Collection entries
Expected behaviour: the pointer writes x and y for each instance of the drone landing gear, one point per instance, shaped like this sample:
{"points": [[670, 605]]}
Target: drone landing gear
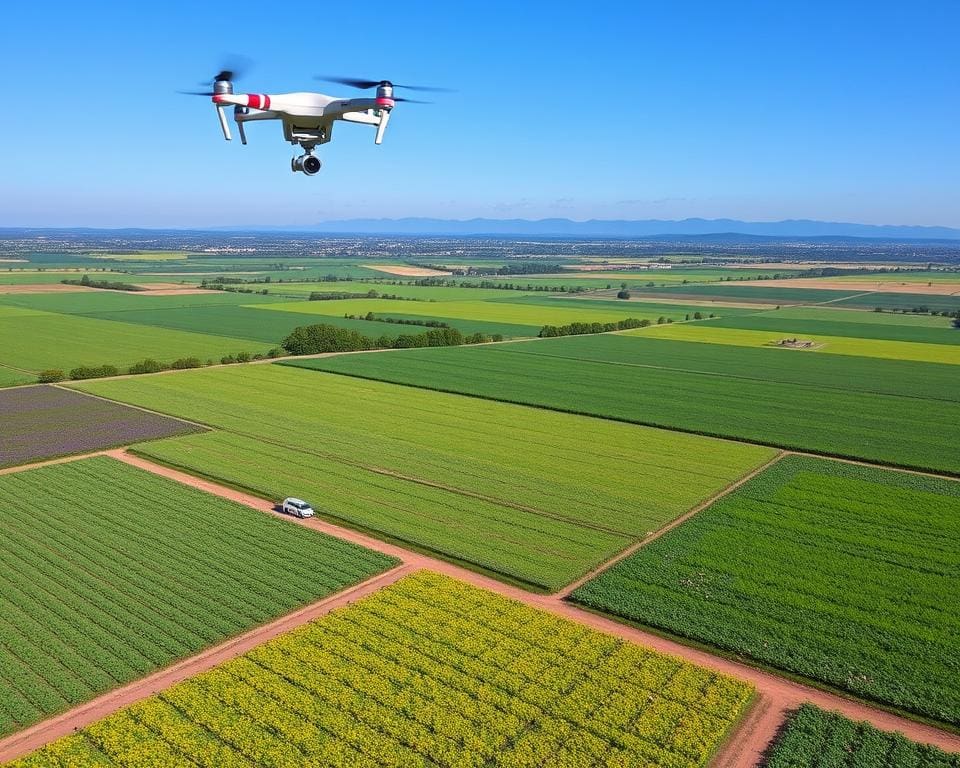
{"points": [[308, 163]]}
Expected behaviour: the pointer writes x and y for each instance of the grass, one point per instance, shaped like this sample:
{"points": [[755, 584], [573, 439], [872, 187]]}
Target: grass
{"points": [[428, 671], [832, 571], [938, 331], [537, 496], [712, 333], [814, 738], [39, 340], [43, 422], [906, 301], [10, 377], [124, 572], [731, 291], [519, 313], [888, 411]]}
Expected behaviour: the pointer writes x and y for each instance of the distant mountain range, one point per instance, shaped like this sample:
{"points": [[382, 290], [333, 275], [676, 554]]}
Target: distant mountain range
{"points": [[661, 228]]}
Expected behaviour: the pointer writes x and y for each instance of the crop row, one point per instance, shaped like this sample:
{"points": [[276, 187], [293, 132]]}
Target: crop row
{"points": [[890, 411], [130, 571], [813, 738], [828, 570], [428, 671]]}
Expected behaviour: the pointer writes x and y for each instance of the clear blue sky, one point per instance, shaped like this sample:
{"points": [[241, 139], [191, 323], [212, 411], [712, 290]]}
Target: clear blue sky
{"points": [[756, 110]]}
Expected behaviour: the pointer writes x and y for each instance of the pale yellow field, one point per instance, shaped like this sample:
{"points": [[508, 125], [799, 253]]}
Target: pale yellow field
{"points": [[837, 345]]}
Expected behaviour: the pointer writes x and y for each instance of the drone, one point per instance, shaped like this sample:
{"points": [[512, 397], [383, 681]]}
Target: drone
{"points": [[307, 117]]}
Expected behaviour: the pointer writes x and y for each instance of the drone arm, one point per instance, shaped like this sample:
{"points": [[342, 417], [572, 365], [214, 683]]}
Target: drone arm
{"points": [[382, 126], [223, 123]]}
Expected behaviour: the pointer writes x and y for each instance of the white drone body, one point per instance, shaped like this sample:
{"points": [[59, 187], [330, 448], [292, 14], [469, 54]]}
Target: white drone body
{"points": [[307, 117]]}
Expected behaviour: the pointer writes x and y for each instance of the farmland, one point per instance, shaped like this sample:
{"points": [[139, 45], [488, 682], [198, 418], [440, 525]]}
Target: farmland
{"points": [[815, 738], [863, 558], [519, 313], [36, 340], [40, 422], [814, 323], [708, 333], [442, 471], [104, 593], [833, 404], [428, 671]]}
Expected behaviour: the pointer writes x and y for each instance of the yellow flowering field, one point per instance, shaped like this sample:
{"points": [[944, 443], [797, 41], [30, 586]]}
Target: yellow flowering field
{"points": [[429, 671]]}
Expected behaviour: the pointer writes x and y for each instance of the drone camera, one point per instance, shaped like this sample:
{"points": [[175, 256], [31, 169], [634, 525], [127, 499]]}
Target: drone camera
{"points": [[308, 164]]}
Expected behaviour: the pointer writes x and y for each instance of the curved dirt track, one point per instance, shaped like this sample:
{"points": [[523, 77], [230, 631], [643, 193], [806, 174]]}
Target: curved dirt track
{"points": [[776, 696]]}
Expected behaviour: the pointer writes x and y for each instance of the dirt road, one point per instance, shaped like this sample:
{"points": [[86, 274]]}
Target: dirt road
{"points": [[776, 695]]}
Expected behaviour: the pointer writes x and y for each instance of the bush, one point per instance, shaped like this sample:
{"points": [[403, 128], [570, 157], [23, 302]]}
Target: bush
{"points": [[147, 366], [93, 372], [186, 362], [51, 376], [319, 338]]}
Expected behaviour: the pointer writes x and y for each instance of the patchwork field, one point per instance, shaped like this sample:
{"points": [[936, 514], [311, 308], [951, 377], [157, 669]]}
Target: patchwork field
{"points": [[816, 323], [709, 333], [833, 571], [736, 291], [834, 404], [520, 313], [108, 573], [512, 489], [428, 671], [37, 340], [42, 422], [815, 738]]}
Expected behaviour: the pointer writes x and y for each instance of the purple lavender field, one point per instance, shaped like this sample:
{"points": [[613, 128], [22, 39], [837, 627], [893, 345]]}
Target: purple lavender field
{"points": [[42, 422]]}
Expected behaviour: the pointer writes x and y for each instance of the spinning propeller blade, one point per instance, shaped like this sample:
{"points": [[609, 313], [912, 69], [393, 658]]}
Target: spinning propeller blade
{"points": [[365, 84]]}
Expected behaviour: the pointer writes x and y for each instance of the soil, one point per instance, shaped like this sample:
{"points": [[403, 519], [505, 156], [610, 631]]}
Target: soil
{"points": [[878, 286], [776, 696], [44, 288], [407, 271]]}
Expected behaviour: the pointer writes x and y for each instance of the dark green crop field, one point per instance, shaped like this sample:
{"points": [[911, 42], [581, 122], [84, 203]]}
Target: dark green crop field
{"points": [[125, 572], [814, 738], [812, 328], [731, 291], [836, 572], [890, 411]]}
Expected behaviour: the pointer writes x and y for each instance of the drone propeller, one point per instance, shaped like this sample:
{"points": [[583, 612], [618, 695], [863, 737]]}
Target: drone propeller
{"points": [[365, 84], [231, 72]]}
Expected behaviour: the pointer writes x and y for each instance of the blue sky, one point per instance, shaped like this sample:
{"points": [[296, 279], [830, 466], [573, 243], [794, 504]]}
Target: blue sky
{"points": [[756, 110]]}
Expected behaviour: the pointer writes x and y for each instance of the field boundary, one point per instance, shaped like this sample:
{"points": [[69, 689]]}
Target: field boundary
{"points": [[567, 590], [777, 695], [34, 737]]}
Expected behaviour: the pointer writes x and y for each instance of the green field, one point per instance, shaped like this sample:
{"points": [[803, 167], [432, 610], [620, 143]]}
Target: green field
{"points": [[712, 333], [732, 291], [814, 738], [519, 313], [832, 571], [426, 672], [123, 572], [833, 323], [534, 495], [36, 340], [421, 292], [889, 411], [10, 377]]}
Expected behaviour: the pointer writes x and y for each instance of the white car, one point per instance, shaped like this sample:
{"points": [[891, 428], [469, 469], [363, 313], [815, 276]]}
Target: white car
{"points": [[297, 507]]}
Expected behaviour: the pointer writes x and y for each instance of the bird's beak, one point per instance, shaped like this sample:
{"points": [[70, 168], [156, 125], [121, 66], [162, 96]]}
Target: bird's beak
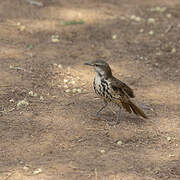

TASK TO CARRY OUT:
Report how many lines of the data contain the word "bush". Give only the number.

RESULT OF THE TASK:
2